What the task requires:
Please retype all the records below exactly as they read.

(Excerpts from a dataset)
=== Begin Enclosure ===

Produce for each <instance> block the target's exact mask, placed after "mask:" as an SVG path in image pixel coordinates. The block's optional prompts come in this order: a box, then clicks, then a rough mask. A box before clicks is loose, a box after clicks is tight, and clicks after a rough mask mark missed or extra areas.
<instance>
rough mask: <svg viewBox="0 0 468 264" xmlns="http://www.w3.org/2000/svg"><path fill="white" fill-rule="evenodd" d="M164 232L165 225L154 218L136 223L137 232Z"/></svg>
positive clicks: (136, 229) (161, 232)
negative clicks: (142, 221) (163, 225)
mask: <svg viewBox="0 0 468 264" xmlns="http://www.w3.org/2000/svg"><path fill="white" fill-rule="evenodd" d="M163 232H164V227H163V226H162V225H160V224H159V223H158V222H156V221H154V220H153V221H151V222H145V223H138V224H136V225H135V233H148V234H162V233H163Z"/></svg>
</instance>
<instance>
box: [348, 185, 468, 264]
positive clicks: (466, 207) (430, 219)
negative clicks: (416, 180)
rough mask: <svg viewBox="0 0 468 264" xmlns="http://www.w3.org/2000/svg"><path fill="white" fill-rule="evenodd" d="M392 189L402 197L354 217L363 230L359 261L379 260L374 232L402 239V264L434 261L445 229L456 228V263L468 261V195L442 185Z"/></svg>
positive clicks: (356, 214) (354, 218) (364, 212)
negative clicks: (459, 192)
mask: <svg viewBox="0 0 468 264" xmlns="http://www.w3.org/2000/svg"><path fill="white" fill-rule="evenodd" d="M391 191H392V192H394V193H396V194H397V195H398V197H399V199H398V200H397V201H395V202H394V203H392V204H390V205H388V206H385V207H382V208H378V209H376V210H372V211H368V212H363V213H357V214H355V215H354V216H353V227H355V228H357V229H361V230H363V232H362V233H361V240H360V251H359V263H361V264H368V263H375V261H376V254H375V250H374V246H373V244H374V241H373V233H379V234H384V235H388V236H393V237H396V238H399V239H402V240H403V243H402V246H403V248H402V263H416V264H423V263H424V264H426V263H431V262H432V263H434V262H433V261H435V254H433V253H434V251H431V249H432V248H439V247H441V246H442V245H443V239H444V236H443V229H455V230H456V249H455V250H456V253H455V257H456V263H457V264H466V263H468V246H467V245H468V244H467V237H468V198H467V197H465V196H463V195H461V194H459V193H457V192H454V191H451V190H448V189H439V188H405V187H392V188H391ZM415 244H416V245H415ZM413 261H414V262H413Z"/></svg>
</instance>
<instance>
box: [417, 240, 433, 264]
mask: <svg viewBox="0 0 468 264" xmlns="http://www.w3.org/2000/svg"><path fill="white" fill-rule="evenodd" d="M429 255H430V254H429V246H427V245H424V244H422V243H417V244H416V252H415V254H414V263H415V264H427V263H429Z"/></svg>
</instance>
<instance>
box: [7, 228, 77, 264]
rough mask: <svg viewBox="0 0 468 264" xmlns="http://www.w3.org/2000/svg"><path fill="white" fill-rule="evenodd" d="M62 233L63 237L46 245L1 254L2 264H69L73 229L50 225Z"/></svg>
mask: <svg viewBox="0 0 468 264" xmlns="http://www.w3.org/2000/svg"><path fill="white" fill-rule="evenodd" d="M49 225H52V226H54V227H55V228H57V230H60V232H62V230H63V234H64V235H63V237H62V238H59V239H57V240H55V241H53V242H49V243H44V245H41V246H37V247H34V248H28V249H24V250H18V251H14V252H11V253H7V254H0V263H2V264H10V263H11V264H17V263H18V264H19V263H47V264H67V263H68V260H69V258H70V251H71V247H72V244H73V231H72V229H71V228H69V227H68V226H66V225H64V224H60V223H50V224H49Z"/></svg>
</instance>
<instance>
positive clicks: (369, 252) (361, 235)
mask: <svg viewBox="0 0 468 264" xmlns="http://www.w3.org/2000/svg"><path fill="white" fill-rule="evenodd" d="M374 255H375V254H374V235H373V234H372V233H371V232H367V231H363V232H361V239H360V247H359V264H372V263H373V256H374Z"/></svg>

=== End Enclosure ===

Result for this exercise:
Produce for each <instance> block the target's exact mask, placed after "mask:" as an SVG path in image pixel coordinates. The block's optional prompts come in this order: a box, then clicks, then a rough mask. A box before clicks is loose, a box after clicks is tight, and clicks after a rough mask mark missed or extra areas.
<instance>
rough mask: <svg viewBox="0 0 468 264" xmlns="http://www.w3.org/2000/svg"><path fill="white" fill-rule="evenodd" d="M164 232L165 225L154 218L136 223L137 232Z"/></svg>
positive clicks: (136, 229) (161, 232)
negative clicks: (142, 221) (163, 225)
mask: <svg viewBox="0 0 468 264" xmlns="http://www.w3.org/2000/svg"><path fill="white" fill-rule="evenodd" d="M163 232H164V227H163V226H162V225H160V224H159V223H158V222H156V221H154V220H153V221H151V222H145V223H138V224H136V225H135V233H148V234H162V233H163Z"/></svg>
</instance>
<instance>
box: [348, 185, 468, 264]
positive clicks: (466, 207) (430, 219)
negative clicks: (416, 180)
rough mask: <svg viewBox="0 0 468 264" xmlns="http://www.w3.org/2000/svg"><path fill="white" fill-rule="evenodd" d="M392 189L402 197L354 217L363 230L359 261L379 260L374 232L402 239V264L434 261L445 229L456 228V263L468 261V195L442 185Z"/></svg>
positive clicks: (356, 214) (354, 218) (364, 212)
negative clicks: (459, 192)
mask: <svg viewBox="0 0 468 264" xmlns="http://www.w3.org/2000/svg"><path fill="white" fill-rule="evenodd" d="M391 191H392V192H394V193H396V194H397V195H398V197H399V199H398V200H397V201H395V202H394V203H392V204H390V205H388V206H385V207H382V208H378V209H376V210H372V211H368V212H363V213H357V214H355V215H354V216H353V227H355V228H357V229H361V230H363V232H362V233H361V240H360V251H359V263H361V264H368V263H375V261H376V254H375V250H374V246H373V244H374V241H373V233H379V234H384V235H388V236H393V237H396V238H399V239H402V240H403V243H402V246H403V248H402V263H416V264H423V263H424V264H426V263H431V262H432V263H434V262H433V261H435V254H433V253H434V251H431V249H432V248H439V247H441V246H442V245H443V239H444V236H443V229H455V230H456V249H455V250H456V253H455V257H456V263H457V264H466V263H468V246H467V245H468V244H467V237H468V198H467V197H465V196H463V195H461V194H459V193H457V192H454V191H451V190H448V189H439V188H405V187H392V188H391ZM415 244H416V245H415ZM413 261H414V262H413Z"/></svg>
</instance>
<instance>
box: [417, 240, 433, 264]
mask: <svg viewBox="0 0 468 264" xmlns="http://www.w3.org/2000/svg"><path fill="white" fill-rule="evenodd" d="M429 255H430V254H429V246H427V245H424V244H422V243H417V244H416V252H415V254H414V263H415V264H427V263H429Z"/></svg>
</instance>
<instance>
box: [7, 228, 77, 264]
rough mask: <svg viewBox="0 0 468 264" xmlns="http://www.w3.org/2000/svg"><path fill="white" fill-rule="evenodd" d="M62 233L63 237L46 245L1 254L2 264H69L73 229L50 225Z"/></svg>
mask: <svg viewBox="0 0 468 264" xmlns="http://www.w3.org/2000/svg"><path fill="white" fill-rule="evenodd" d="M49 225H52V226H54V227H55V228H57V230H60V232H62V230H63V234H64V235H63V237H62V238H59V239H57V240H55V241H53V242H49V243H44V245H41V246H37V247H34V248H28V249H24V250H18V251H14V252H11V253H7V254H0V263H2V264H10V263H11V264H17V263H18V264H19V263H47V264H67V263H68V260H69V258H70V251H71V247H72V244H73V231H72V229H71V228H69V227H68V226H66V225H64V224H60V223H50V224H49Z"/></svg>
</instance>
<instance>
positive clicks: (369, 252) (361, 235)
mask: <svg viewBox="0 0 468 264" xmlns="http://www.w3.org/2000/svg"><path fill="white" fill-rule="evenodd" d="M374 255H375V254H374V235H373V234H372V233H371V232H367V231H363V232H361V239H360V247H359V264H372V263H373V256H374Z"/></svg>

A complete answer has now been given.